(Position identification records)
════════════════

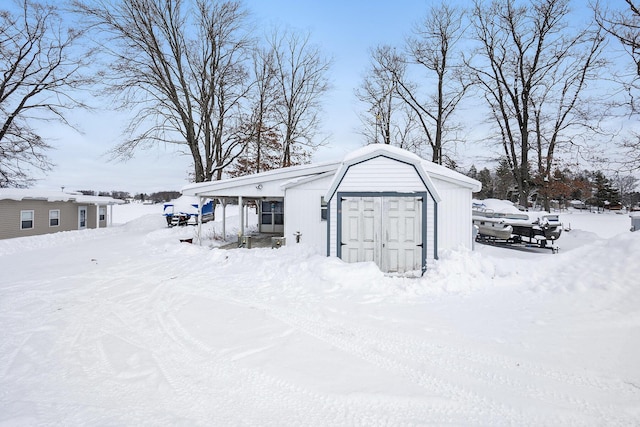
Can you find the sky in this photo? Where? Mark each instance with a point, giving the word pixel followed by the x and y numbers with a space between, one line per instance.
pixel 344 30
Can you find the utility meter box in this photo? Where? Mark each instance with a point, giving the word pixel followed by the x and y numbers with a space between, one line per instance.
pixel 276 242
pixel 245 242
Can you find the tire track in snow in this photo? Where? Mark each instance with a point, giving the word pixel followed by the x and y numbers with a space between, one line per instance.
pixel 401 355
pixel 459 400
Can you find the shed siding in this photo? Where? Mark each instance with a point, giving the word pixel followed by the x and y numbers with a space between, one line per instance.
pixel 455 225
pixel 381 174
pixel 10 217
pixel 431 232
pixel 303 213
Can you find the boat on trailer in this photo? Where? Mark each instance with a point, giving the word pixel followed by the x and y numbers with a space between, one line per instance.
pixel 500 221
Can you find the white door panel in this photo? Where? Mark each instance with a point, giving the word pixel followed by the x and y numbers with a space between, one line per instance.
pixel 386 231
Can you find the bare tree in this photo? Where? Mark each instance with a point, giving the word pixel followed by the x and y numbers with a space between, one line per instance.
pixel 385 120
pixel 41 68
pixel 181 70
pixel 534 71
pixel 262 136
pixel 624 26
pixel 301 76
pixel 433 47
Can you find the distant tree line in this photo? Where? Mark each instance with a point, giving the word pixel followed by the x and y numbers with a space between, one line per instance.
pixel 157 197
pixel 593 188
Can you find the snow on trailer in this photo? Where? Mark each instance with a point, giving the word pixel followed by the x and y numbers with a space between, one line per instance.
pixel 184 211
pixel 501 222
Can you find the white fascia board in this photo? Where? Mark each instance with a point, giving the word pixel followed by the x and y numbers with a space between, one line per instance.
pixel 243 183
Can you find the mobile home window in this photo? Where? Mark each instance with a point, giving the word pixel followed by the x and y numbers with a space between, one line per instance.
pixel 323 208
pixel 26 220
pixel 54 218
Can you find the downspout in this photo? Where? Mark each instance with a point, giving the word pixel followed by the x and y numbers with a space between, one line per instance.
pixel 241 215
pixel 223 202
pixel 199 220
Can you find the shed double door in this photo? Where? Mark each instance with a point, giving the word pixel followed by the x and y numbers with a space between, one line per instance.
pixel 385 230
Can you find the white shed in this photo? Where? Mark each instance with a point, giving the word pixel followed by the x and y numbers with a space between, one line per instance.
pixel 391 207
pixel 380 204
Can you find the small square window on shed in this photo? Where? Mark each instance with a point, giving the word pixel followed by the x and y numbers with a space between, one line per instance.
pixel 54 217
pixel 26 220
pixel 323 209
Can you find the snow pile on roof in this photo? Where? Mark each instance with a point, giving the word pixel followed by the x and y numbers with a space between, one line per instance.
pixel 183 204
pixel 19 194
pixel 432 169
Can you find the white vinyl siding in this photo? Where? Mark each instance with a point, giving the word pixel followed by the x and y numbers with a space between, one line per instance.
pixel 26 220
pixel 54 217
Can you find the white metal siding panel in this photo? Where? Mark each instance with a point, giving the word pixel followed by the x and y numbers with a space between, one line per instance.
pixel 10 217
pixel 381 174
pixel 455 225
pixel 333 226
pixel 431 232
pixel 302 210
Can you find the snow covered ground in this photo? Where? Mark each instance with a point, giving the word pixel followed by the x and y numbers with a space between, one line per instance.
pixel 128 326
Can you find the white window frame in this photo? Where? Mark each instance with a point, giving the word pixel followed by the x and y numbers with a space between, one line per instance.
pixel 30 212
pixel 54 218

════════════════

## Exercise aim:
Only the lines from the one that contains "Can you find the white metal" to the end of the entries above should be given again, exactly and in full.

## Answer for the task:
Can you find the white metal siding panel in this photo? Where? Mark each instance with a point, giving the word pixel followed by the x and y numbers with a space between, one line per instance.
pixel 10 217
pixel 381 174
pixel 455 225
pixel 333 226
pixel 431 232
pixel 302 210
Can you find the snow covered ground in this photo? Where? Mark each instance with a point, giving the word pixel followed by the x and y numbers with a space between, one line per instance.
pixel 128 326
Can you find the white window frame in this photo? Where? Mark each instance with a point, giving the word pixel followed by the x and y numbers with a space between, one line per instance.
pixel 30 212
pixel 54 218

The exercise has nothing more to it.